Return only the lines from the one containing "Could you kindly indicate each instance of the white cloud" to the end of the material, with each one exactly as it appears.
+++ RECORDS SUPPLIED +++
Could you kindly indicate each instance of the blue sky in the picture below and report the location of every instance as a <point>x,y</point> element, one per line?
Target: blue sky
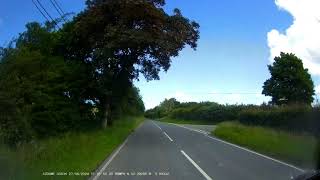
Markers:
<point>232,54</point>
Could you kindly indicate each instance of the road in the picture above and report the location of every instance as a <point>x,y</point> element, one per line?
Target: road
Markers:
<point>158,150</point>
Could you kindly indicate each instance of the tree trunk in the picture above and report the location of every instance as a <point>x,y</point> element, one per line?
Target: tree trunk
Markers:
<point>106,120</point>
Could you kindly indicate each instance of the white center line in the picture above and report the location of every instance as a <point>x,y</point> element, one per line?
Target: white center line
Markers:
<point>167,136</point>
<point>157,125</point>
<point>196,165</point>
<point>242,148</point>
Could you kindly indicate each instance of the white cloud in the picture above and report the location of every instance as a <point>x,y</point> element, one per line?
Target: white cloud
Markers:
<point>302,37</point>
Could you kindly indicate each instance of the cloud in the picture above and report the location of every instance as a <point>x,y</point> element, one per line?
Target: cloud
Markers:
<point>302,37</point>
+++
▶ **SOLUTION BELOW**
Could you kindly indicate each instance of the white cloud in the picture above and report the location of every instance as a <point>x,y</point> element, one per line?
Target: white cloud
Markers:
<point>302,37</point>
Could you kindly indicate each instance of the cloud in the picture above and report the location of every instance as a <point>x,y</point> element, one per line?
Target: cloud
Markers:
<point>302,37</point>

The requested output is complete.